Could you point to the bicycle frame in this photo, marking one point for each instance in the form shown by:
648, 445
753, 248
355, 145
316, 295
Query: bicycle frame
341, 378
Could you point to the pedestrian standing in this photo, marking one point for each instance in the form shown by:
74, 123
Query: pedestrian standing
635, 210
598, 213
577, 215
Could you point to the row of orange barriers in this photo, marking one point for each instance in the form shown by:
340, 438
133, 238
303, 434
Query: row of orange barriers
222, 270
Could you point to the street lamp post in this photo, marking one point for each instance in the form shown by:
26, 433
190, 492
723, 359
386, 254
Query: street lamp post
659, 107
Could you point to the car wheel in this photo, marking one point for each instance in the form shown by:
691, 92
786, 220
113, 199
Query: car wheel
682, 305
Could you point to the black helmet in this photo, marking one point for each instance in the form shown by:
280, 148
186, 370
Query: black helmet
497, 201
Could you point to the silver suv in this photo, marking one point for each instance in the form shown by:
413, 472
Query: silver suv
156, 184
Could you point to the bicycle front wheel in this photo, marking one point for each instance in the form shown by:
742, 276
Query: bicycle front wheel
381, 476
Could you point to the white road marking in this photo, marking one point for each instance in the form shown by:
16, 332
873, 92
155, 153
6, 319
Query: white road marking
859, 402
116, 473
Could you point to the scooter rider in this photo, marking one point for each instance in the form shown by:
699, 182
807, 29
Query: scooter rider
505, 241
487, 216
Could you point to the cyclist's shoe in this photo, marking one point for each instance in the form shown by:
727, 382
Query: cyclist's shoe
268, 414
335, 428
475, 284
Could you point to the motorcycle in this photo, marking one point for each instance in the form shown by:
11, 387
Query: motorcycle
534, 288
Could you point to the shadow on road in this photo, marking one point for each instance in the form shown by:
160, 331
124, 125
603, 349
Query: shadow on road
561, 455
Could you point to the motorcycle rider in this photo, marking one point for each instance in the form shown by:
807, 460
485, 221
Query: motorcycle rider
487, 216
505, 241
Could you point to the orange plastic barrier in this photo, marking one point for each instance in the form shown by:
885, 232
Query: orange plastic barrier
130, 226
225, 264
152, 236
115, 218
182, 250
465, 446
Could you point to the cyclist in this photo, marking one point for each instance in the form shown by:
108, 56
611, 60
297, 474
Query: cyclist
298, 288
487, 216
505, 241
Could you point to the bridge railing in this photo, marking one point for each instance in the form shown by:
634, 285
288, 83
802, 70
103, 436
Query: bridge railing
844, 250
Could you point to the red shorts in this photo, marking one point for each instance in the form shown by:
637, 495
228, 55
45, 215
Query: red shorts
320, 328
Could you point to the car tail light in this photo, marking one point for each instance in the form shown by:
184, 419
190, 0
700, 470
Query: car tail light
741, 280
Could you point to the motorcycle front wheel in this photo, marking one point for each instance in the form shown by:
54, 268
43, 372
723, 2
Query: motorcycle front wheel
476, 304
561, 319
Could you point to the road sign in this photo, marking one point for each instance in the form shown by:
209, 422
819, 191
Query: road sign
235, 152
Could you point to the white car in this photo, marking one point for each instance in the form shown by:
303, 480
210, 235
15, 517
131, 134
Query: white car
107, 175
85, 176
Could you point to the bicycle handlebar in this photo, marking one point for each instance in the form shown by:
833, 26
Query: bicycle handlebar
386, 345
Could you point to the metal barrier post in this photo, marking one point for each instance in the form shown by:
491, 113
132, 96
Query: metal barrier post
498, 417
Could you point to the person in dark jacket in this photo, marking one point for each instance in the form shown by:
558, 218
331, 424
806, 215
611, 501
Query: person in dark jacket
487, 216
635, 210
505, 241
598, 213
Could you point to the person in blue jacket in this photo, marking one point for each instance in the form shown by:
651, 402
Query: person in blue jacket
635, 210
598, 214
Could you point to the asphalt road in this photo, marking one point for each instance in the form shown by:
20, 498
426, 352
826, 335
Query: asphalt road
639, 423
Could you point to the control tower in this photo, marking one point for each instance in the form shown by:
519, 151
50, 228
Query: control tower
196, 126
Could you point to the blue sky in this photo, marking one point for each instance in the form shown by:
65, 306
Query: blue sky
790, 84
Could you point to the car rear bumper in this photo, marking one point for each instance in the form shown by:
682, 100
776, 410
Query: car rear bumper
* * * * * * * * *
### Required work:
Reproduce all of the material above word for word, keeping every line in its original order.

### Task output:
Could you point to the bicycle frame in this photo, marking one point for each instance in the form shown by:
648, 445
753, 248
355, 145
316, 295
Query: bicycle frame
341, 378
Could you point to the pedestrian standing in this photo, marking one point for each instance in the form shown by:
74, 123
Query: pedestrian standing
635, 210
598, 213
577, 215
Could you point to the row of orange barriers in this photo, marking one point for each instance in the form shown by:
340, 438
133, 238
303, 434
Query: row of orange barriers
222, 270
Could you point to the street lamp post in this photo, marking one point for each instance in the form shown by:
26, 433
190, 492
723, 359
386, 254
Query: street lamp post
659, 107
Could you point to the car wheel in this photo, marking one point for each instance in the form shown by:
691, 92
786, 220
113, 199
Query: car wheel
682, 305
Could you point to the black helmet in this photo, marking one point for each instance in the form shown by:
280, 148
186, 370
Query: black helmet
497, 201
Could you point to the silver suv in this photo, marking one point for each instance in the form shown by:
413, 472
Query: silver suv
156, 184
Could you point to the bicycle front wheel in this photo, marking one point for each instance in the form shown by:
742, 276
Query: bicycle front wheel
381, 476
Could you point to the white road marking in this photo, marking one point for each instance in the form shown by:
16, 332
873, 92
155, 153
6, 319
Query: white road marking
859, 402
116, 473
Could you point to the scooter rider in this photo, marking one point for each instance in the form shown by:
699, 182
807, 29
Query: scooter rider
505, 241
487, 216
Could you point to the cyclist's shoe in this photo, marking one point for each instance in the form shown by:
727, 382
Query: cyclist's shoe
268, 414
335, 428
475, 284
Could you point to the motorcycle in this photo, marking one point for each instance in the form shown by:
11, 387
Query: motorcycle
534, 288
Could you point to the shadow on road in this photo, marking one point for each instance in the form shown by:
160, 331
124, 125
603, 349
Query: shadow on road
561, 455
Could you point to the motorcycle rider in this photo, marking one point for each instance in the form shown by:
807, 460
485, 221
Query: motorcycle rider
487, 216
505, 241
Could you point to the orange plastic barrier in this photo, marking one point for each instance in the form shown by:
885, 232
Query: orange plastic barrier
130, 226
225, 264
152, 236
115, 218
182, 250
465, 446
Could you point to the cyclist in this photo, marking one point for each instance in the form shown by:
108, 56
611, 60
297, 474
Query: cyclist
298, 288
487, 216
505, 241
Could you point to the bridge railing in this photo, marking one point for each instance in the form shown by:
634, 285
288, 83
802, 70
103, 436
Query: bridge railing
844, 250
Could you point to the red shorts in this photo, marking one point for each instance in the form shown by:
637, 495
228, 55
45, 215
Query: red shorts
320, 328
Could you point to the car tail light in this photo, marking one point for each instance in the form shown by:
184, 419
190, 0
700, 470
Query: car tail light
741, 280
Could you point to the motorcycle front wheel in this photo, marking one point for each instance in the form shown by:
54, 268
43, 372
723, 2
Query: motorcycle front wheel
476, 304
561, 319
Could you point to the road sign in this photo, marking one point for each instance in the form shown by:
209, 422
819, 191
Query: road sign
235, 152
Could you point to the white car in this photo, marking one point for each instance in the form shown by:
303, 480
210, 235
15, 517
131, 134
Query: white car
107, 175
85, 176
Could you point to the bicycle handlebar in this photo, marking one point for each instance in the form shown by:
833, 26
Query: bicycle handlebar
386, 345
Could you point to the metal barrier post in this photo, marking one point for each instance in the form shown by:
491, 113
132, 96
Query: metal barrier post
498, 417
Could you point to the person in dark jacket in this photo, marking one point for each instance in the form shown by:
558, 218
331, 424
806, 215
611, 501
Query: person in dark jacket
487, 216
635, 210
505, 241
598, 213
Could you point to the person in blue jacket in this photo, marking one point for each instance in the form shown by:
651, 402
Query: person in blue jacket
635, 210
598, 214
Could you point to the asphalt road in this photo, marking one point for each instance in the form shown by:
20, 498
426, 352
826, 335
Query: asphalt road
639, 423
Could you point to the control tower in this photo, marking one point for each instance in the form shown by:
519, 151
50, 228
Query: control tower
196, 126
Could you point to the blue sky in this photo, marking one point for each instance in the form shown by:
65, 306
Query: blue sky
790, 84
Could you point to the car rear bumper in this photo, marking one point for each instance in the form shown by:
682, 100
776, 410
Query: car rear bumper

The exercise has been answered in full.